Copy out word for word the records from the line containing "task | indicate the engine" through the final line of the records, both ends included.

Data items
---+---
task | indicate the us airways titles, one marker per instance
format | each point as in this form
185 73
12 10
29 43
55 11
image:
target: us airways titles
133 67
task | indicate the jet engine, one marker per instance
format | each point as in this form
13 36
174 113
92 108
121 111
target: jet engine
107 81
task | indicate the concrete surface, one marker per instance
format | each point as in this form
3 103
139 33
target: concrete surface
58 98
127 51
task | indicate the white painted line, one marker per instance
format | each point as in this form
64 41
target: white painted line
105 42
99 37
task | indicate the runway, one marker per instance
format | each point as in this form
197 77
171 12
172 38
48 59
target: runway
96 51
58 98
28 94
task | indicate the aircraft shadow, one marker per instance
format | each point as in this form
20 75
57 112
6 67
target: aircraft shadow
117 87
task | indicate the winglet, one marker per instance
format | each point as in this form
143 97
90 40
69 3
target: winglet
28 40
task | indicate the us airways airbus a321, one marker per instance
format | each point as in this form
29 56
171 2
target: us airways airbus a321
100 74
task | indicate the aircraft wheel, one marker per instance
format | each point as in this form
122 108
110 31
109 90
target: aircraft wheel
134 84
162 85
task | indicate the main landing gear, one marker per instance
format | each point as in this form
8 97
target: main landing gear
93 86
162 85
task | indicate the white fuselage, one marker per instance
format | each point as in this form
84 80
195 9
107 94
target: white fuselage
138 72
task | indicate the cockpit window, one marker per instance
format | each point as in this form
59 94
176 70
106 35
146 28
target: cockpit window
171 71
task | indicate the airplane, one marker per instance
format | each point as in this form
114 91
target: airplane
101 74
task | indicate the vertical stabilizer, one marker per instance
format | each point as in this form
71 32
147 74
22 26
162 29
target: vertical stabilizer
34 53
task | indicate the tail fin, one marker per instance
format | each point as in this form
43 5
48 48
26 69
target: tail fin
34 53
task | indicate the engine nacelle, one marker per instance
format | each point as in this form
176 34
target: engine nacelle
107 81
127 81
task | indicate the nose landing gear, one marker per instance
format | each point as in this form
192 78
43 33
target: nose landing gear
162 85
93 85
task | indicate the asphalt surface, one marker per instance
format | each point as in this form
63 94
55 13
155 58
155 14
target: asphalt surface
---+---
**Response to the task:**
task | indicate the engine nacelle, one marker per instance
format | each point as in this form
176 34
target: engine nacelle
107 81
127 81
task | indicate the nose landing gear, one marker per instance
format | each point as in this form
192 78
43 33
target: nose landing gear
162 85
93 85
task | indicate the asphalt surface, one marker per instance
format | each point as in this form
63 94
55 13
155 58
155 14
target: asphalt surface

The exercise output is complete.